Data extracted from a collection
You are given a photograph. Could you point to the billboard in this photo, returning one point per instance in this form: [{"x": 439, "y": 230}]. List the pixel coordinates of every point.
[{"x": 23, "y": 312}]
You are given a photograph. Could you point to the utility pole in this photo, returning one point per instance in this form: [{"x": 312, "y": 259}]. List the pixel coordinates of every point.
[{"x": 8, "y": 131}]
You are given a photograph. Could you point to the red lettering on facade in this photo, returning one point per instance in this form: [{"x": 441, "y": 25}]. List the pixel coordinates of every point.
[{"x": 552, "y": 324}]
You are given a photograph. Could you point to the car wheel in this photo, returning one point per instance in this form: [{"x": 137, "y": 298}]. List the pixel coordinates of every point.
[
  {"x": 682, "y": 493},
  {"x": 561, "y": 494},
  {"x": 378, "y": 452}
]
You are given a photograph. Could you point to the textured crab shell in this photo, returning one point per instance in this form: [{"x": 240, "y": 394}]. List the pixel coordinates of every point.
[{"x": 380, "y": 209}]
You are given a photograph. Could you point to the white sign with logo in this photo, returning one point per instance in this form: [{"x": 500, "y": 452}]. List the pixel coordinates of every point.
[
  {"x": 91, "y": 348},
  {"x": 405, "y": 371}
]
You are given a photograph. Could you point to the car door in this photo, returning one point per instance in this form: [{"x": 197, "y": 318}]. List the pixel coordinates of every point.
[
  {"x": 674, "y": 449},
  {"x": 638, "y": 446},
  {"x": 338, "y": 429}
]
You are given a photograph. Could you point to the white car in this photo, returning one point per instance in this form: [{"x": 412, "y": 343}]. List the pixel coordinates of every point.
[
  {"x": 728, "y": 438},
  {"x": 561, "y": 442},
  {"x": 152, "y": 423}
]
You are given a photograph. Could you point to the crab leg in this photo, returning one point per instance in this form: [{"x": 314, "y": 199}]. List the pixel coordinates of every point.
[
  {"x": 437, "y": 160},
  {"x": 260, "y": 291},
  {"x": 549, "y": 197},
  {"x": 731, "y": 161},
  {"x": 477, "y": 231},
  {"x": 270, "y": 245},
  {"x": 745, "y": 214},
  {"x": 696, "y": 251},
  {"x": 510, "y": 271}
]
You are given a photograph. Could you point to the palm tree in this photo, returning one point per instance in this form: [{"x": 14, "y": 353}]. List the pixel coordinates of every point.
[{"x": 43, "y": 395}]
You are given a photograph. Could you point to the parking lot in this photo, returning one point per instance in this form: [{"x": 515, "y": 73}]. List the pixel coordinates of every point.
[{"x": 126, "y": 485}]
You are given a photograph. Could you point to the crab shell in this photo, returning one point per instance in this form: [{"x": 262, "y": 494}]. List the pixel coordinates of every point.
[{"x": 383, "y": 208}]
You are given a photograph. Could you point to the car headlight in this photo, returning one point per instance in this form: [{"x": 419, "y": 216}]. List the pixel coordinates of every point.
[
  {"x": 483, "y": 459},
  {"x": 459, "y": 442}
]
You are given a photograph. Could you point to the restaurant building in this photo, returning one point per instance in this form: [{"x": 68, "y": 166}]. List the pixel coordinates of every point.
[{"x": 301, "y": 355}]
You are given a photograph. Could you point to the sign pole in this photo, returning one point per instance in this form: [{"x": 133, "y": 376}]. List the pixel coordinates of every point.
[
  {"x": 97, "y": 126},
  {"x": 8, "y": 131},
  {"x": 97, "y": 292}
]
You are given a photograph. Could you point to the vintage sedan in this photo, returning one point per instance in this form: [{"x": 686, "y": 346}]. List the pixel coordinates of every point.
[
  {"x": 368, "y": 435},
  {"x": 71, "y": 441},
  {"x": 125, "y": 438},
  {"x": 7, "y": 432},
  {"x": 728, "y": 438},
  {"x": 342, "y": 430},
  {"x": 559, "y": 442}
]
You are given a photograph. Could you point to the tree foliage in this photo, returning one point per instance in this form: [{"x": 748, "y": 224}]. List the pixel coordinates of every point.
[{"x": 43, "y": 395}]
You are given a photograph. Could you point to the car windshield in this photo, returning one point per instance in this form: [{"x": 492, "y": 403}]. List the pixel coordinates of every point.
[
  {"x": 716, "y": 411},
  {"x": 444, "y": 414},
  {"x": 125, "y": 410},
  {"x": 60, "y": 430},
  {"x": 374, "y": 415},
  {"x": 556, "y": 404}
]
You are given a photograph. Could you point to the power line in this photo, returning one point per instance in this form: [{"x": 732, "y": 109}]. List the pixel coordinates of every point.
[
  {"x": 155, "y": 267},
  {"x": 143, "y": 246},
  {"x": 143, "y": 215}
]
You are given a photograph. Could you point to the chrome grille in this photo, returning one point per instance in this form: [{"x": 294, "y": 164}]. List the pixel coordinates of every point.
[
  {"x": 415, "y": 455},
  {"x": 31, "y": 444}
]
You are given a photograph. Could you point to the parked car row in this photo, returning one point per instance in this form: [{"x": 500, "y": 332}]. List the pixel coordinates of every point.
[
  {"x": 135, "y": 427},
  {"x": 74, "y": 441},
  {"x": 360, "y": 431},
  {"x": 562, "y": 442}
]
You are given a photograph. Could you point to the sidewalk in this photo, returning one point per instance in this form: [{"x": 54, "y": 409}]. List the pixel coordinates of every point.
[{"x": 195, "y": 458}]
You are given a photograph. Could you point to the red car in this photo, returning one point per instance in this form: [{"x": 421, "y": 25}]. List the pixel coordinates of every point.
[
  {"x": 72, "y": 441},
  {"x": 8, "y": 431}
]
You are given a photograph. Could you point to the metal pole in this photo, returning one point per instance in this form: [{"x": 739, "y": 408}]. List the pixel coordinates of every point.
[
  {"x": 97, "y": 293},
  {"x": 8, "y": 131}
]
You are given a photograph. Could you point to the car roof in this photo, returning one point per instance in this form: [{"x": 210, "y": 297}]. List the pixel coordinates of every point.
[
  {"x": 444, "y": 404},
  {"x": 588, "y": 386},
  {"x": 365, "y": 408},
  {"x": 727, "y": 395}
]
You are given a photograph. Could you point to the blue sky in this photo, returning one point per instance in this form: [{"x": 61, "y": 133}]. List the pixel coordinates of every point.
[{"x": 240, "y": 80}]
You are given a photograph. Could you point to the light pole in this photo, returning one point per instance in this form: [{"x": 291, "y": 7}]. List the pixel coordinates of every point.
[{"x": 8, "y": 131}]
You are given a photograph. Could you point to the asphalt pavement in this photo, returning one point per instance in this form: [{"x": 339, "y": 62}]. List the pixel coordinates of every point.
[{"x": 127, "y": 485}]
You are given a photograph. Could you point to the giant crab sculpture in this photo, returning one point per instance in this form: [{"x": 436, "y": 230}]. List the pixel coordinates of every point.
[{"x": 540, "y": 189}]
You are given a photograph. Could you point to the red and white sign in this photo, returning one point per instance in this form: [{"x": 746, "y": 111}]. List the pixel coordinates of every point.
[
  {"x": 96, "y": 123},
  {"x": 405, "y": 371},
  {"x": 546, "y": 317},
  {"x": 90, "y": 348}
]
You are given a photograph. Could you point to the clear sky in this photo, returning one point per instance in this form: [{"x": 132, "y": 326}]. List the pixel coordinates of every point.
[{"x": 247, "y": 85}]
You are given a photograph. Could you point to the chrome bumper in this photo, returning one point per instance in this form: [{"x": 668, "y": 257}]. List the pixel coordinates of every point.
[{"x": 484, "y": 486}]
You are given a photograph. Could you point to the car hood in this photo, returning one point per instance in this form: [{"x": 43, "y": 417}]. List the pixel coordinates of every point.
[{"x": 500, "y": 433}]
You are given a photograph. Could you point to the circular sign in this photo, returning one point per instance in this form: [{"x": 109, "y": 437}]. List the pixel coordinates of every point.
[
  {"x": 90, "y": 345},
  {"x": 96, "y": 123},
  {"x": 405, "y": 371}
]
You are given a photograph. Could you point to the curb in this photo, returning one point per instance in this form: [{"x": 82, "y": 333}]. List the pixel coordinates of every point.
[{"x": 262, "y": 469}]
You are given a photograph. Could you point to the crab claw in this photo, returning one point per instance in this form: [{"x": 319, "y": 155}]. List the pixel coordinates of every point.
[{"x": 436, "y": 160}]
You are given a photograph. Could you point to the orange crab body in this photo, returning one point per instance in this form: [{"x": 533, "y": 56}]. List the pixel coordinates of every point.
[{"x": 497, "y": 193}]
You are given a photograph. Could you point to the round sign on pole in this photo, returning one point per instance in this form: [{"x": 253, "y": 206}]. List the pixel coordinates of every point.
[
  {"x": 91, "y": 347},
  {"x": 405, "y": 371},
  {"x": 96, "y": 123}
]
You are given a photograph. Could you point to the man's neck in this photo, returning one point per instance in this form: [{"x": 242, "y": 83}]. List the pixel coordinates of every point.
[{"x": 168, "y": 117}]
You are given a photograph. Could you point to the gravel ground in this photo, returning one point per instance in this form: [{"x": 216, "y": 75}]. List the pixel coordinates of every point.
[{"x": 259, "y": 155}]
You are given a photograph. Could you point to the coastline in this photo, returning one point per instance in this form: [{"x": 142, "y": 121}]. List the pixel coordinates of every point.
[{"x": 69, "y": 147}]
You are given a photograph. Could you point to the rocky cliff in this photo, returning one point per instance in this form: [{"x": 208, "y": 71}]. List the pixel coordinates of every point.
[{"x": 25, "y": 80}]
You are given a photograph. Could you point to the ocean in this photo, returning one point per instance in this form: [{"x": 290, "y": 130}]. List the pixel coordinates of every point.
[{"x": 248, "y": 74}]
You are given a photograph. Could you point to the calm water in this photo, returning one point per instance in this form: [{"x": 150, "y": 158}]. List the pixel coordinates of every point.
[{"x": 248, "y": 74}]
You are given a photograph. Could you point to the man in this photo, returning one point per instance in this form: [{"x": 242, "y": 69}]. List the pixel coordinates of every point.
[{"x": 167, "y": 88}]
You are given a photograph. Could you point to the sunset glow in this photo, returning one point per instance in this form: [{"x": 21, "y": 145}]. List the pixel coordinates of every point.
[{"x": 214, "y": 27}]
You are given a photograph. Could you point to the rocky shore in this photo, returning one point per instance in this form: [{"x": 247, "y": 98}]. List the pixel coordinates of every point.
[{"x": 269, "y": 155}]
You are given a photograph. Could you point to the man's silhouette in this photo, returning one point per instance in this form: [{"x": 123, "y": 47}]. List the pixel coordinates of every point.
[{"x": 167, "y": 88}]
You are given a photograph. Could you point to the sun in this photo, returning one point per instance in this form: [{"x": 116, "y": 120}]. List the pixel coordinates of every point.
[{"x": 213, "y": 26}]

▸ **DIRECTIONS**:
Your answer should be the lines from the one containing "the man's silhouette" through the end of the records, both included, output exactly and with nothing added.

▸ **RESPONSE TO THIS EXERCISE**:
You are given a photograph. Could you point to the man's silhouette in this photo, returning one point per instance in this form: [{"x": 123, "y": 47}]. List the pixel coordinates of every point.
[{"x": 167, "y": 88}]
You are given a photograph. Could you point to the sun in this photo, returning one point per instance in this form: [{"x": 116, "y": 120}]. List the pixel coordinates of every point.
[{"x": 213, "y": 26}]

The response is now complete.